# [Task brief]
Retype all of the entries below line for line, changing no character.

■ ■ ■ ■

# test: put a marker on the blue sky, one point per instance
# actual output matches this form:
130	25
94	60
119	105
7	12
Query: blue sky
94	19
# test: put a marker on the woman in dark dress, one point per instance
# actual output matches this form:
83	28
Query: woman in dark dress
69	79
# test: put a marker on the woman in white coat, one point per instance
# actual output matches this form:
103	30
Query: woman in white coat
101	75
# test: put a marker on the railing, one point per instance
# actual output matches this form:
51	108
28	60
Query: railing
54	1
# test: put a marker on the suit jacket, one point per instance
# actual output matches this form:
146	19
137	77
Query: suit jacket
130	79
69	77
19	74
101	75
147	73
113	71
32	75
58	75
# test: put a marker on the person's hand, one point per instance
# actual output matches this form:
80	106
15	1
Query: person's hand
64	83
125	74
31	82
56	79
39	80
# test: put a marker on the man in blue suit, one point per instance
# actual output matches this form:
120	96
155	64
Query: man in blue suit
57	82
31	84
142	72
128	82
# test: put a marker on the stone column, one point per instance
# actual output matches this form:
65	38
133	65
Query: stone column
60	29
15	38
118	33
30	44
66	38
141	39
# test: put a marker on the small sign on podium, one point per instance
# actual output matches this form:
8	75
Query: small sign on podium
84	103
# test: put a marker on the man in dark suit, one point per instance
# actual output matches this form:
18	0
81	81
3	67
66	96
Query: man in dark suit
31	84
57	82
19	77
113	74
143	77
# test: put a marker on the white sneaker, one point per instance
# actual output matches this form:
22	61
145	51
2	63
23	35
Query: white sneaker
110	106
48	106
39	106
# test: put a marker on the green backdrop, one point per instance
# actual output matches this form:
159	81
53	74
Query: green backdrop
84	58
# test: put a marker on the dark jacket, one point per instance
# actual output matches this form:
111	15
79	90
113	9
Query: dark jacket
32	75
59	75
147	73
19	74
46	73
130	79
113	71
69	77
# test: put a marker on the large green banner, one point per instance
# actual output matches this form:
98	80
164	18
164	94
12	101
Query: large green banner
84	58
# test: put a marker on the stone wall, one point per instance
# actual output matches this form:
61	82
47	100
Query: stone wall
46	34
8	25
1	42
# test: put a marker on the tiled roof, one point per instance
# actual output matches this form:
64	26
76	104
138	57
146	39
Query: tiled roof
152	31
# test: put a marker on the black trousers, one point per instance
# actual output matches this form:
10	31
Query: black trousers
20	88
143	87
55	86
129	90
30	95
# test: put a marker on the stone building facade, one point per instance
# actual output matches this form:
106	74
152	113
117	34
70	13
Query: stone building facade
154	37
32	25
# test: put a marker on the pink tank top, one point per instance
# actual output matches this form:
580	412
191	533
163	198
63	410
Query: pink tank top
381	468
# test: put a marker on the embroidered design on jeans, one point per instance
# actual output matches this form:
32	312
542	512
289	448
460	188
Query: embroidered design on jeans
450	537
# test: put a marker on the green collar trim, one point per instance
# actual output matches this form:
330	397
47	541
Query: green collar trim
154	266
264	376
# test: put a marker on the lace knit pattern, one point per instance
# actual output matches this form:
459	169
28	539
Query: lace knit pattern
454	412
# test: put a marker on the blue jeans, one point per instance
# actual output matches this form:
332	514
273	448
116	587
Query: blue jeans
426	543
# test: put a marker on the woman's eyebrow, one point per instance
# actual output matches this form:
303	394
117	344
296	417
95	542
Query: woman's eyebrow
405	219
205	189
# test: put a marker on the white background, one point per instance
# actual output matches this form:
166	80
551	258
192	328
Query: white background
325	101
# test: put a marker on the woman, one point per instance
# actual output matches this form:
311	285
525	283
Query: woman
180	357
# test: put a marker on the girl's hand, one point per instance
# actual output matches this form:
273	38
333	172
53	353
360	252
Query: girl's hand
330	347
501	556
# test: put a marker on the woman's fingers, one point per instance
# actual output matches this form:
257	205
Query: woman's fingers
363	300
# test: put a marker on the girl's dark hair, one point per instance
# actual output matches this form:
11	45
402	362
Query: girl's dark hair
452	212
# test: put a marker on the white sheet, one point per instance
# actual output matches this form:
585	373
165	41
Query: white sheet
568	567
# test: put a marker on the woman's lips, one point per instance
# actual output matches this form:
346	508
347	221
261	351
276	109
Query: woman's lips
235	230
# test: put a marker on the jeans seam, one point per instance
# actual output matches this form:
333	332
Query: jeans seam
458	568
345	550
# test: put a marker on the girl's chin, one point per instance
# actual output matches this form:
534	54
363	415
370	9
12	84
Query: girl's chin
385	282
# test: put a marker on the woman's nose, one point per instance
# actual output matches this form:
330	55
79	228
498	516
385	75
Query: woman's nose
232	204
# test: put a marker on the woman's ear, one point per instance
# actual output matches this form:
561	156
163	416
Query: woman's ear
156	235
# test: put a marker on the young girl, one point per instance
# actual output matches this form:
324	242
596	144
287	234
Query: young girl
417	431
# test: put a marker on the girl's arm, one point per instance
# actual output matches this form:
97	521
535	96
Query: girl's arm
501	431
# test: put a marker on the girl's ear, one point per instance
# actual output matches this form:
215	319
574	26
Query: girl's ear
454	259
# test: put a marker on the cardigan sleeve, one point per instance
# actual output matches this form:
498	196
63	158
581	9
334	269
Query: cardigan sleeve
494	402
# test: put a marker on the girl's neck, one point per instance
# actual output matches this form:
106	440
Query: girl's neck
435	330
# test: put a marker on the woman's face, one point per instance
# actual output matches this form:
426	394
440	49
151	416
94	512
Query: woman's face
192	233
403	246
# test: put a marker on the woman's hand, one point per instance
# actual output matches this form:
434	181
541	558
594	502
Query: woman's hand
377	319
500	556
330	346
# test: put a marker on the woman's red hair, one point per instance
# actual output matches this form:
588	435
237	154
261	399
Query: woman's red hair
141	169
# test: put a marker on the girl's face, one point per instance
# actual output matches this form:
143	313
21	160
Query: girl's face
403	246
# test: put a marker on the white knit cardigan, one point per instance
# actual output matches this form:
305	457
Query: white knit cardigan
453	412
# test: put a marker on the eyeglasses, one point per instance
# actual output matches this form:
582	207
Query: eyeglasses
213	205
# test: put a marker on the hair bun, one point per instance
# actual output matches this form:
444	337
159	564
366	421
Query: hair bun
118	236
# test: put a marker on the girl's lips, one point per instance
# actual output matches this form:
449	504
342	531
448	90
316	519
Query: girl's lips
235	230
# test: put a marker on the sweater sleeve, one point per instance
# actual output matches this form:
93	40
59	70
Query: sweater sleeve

■ ■ ■ ■

# [Task solution]
# test: put a marker on the blue sky, one point per instance
# actual output matches this form:
130	25
94	60
119	105
7	12
Query: blue sky
94	19
# test: put a marker on the woman in dark dress, one point per instance
# actual output matches this form:
83	28
Query: woman in dark dress
69	79
# test: put a marker on the woman in white coat, one point per instance
# actual output matches this form:
103	30
Query: woman in white coat
101	75
# test: put a marker on the railing, one point per instance
# actual output matches this form:
51	108
28	60
Query: railing
54	1
# test: put a marker on the suit jacket, one point per instance
# actual output matches this form:
146	19
137	77
Query: suit jacket
130	79
69	77
19	74
101	75
147	73
113	71
32	75
58	75
# test: put a marker on the person's hand, one point per instance
# actual output matches this form:
80	106
15	1
Query: person's hand
64	83
125	74
31	82
56	79
39	80
# test: put a marker on the man in blue suit, one point per instance
# actual output matches this form:
120	96
155	64
Query: man in blue suit
57	82
31	84
142	72
128	82
# test: put a marker on the stone column, one point per instance
# actual output matches this form:
65	38
133	65
Query: stone column
60	29
15	38
118	33
30	44
66	38
141	39
# test: put a marker on the small sign on podium, one point per instance
# actual output matches this form:
8	75
Query: small sign on podium
84	103
# test: put a marker on the man in dark suit, one point per instance
# actual output matches this form:
18	0
81	81
3	67
66	96
Query: man in dark suit
31	84
57	82
19	77
113	74
143	77
# test: put a marker on the white sneaker, one point per instance
# actual output matches this form:
22	61
145	51
2	63
23	35
Query: white sneaker
110	106
48	106
39	106
# test: put a marker on the green backdrop, one point per instance
# actual output matches this form:
159	81
53	74
Query: green backdrop
84	58
# test: put a marker on the dark jacket, one point per instance
# actual output matches this form:
111	15
79	90
113	9
Query: dark jacket
32	75
59	75
147	73
19	74
46	73
130	79
113	71
69	77
# test: put a marker on the large green banner, one point per instance
# actual output matches this form:
98	80
164	18
164	94
12	101
Query: large green banner
84	58
# test: put a marker on the stone wall, one point per instance
# actual output matches this form:
61	82
47	100
Query: stone wall
46	34
8	25
1	42
# test: put a marker on the tiled roof, one point per instance
# actual output matches this form:
64	26
76	104
138	57
146	39
Query: tiled roof
152	31
# test: put a marker on the black trousers, one point per instance
# actual output matches this form:
10	31
Query: black trousers
20	88
143	87
55	86
129	90
30	95
# test: put a marker on the stone building facade, one point per instance
# actual output matches this form:
106	74
152	113
117	34
70	13
Query: stone building facade
154	37
32	25
# test: put a marker on the pink tank top, one point per instance
# actual output matches this form:
580	412
191	533
163	198
63	410
Query: pink tank top
381	468
# test: put a marker on the embroidered design on jeans, one point per instance
# actual output matches this form:
32	312
542	512
289	448
460	188
Query: embroidered design on jeans
450	537
# test: put a marker on the green collar trim, one point per instance
# actual output matches this form:
330	397
47	541
Query: green collar trim
154	266
264	376
# test: put a marker on the lace knit pattern, one point per instance
# actual output matches this form:
459	169
28	539
Query: lace knit pattern
454	412
# test: put a marker on the blue jeans, one point per instance
# actual output matches this form:
332	514
273	448
116	587
Query: blue jeans
426	543
# test: put a marker on the woman's eyebrow, one point per instance
# actual output matches this form:
303	394
117	344
296	417
95	542
Query: woman's eyebrow
405	219
205	189
# test: put a marker on the white background, one point per instance
# actual output matches this form:
166	80
551	258
192	328
Query: white background
325	101
# test: put a marker on the woman, one point per instance
# actual output matches this form:
311	285
525	283
Query: woman
180	357
# test: put a marker on the girl's hand, one point per instance
# actual output matches this form:
273	38
333	172
53	353
360	252
Query: girl's hand
330	347
501	556
# test: put a marker on the woman's fingers, one point per instance
# actual output matches this form:
257	205
Query: woman's fingers
363	300
# test: put a marker on the girl's dark hair, one point per instance
# actual output matches this form:
11	45
402	362
Query: girl's dark hair
452	212
# test: put a marker on the white sheet, one point per instance
# actual output matches this form:
585	373
165	41
Query: white sheet
568	567
# test: put a marker on the woman's lips, one point per instance
# actual output matches this form:
346	508
347	221
261	351
276	109
Query: woman's lips
235	230
# test: put a marker on the jeans seam, one point per instance
# actual output matches this form:
333	332
Query: jeans seam
458	568
345	550
# test: put a marker on the girl's chin, one point per instance
# actual output matches this form:
534	54
363	415
370	9
12	84
Query: girl's chin
385	282
# test: put a marker on the woman's nose, one point per instance
# actual output matches this form:
330	55
79	228
498	516
385	75
Query: woman's nose
232	204
# test: put a marker on the woman's ear, one point per instance
# actual output matches this form:
561	156
163	416
Query: woman's ear
156	235
# test: put a marker on the young girl, one point per instance
# actual output matches this form:
324	242
596	144
287	234
Query: young girl
417	431
# test: put a marker on the girl's arm, one point per instance
# actual output matches this form:
97	521
535	96
Query: girl's arm
501	431
# test: put a marker on the girl's ear, one point per instance
# actual output matches this form:
215	319
574	26
Query: girl's ear
454	259
# test: put a marker on the cardigan sleeve, one point per instance
# actual output matches this form:
498	196
63	158
581	9
334	269
Query: cardigan sleeve
494	402
# test: put a marker on the girl's neck, one point per instance
# actual output matches this form:
106	440
Query: girl's neck
435	330
# test: put a marker on the woman's face, one point per instance
# actual output matches this form:
426	394
440	49
151	416
94	512
Query: woman's face
192	233
403	246
# test: put a marker on the woman's hand, one point per instance
# actual output matches this form:
434	181
541	558
594	502
Query: woman's hand
377	319
500	556
330	346
# test: put a marker on the woman's red hair, one point per instance
# actual output matches this form:
588	435
237	154
261	399
Query: woman's red hair
141	169
# test: put a marker on the girl's face, one point per instance
# actual output matches this form:
143	313
21	160
Query: girl's face
403	246
# test: put a marker on the white knit cardigan, one point per instance
# actual output matches this form:
305	457
Query: white knit cardigan
453	412
# test: put a marker on the eyeglasses, one point per instance
# actual output matches this form:
582	207
Query: eyeglasses
213	205
# test: put a marker on the hair bun, one point per instance
# actual output matches this form:
444	337
159	564
366	421
Query: hair bun
118	236
# test: put a marker on the girl's lips, one point per instance
# actual output matches this form:
449	504
342	531
448	90
316	519
Query: girl's lips
235	230
# test: put a marker on the sweater sleeve, one point per instance
# actual output matches this form:
93	40
59	70
Query: sweater sleeve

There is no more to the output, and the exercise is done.